What is expected: Express the rows that begin at the line containing "camouflage face mask" and end after the line containing "187], [215, 187]]" as a two-column CSV with the header input,output. Give one line per row, with its text in input and its answer in output, each in a single quoted field with line breaks replaced by spaces.

Extracted records:
-.-.-
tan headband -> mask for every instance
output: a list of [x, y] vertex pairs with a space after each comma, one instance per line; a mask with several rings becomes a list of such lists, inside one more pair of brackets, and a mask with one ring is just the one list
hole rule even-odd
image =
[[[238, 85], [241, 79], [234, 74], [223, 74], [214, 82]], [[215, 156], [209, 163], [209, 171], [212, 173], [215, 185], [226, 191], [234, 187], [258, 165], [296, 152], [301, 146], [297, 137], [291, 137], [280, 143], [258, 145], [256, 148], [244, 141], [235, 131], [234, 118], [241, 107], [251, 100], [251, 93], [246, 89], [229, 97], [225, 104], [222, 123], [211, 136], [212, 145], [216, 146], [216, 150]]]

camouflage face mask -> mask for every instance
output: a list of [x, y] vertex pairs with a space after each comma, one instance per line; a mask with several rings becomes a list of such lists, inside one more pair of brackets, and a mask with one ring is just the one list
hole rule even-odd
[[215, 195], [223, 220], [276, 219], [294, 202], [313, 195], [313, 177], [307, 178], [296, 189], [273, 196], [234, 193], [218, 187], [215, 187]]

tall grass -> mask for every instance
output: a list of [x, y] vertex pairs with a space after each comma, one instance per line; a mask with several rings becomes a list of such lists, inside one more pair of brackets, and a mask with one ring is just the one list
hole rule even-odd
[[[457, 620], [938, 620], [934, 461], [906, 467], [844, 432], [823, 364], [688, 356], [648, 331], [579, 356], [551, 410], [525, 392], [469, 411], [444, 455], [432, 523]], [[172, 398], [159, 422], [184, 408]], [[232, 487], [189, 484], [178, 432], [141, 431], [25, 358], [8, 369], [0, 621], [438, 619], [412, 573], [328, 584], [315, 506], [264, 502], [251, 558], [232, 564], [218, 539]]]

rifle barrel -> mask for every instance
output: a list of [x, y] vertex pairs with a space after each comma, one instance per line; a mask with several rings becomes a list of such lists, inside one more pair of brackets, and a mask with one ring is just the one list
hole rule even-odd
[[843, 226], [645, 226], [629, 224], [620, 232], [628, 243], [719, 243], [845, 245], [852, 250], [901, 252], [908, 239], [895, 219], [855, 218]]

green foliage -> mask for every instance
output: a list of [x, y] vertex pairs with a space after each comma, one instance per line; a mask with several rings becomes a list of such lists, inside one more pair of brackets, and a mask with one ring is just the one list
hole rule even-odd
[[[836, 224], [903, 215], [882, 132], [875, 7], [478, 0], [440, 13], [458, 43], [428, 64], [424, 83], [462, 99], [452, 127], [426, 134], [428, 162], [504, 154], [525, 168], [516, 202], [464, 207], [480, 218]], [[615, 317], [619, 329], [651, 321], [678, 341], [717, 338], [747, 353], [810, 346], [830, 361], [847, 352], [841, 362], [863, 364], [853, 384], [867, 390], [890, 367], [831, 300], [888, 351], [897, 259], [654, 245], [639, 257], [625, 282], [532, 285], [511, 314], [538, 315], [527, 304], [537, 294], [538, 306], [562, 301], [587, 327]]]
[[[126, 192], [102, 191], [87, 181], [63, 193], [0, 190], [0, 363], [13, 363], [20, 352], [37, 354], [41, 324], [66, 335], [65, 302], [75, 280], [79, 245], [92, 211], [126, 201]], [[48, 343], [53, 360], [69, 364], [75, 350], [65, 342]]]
-.-.-
Exercise answer:
input,output
"camouflage face mask -> mask for every instance output: a list of [x, y] vertex pairs with a space after each comma, one instance per line; a mask with several rings becomes a list of such lists, inside one more pair of brackets, and a mask with one ring is just the one list hole rule even-odd","[[215, 195], [223, 220], [276, 219], [294, 202], [313, 195], [313, 177], [307, 178], [296, 189], [273, 196], [234, 193], [218, 187], [215, 187]]"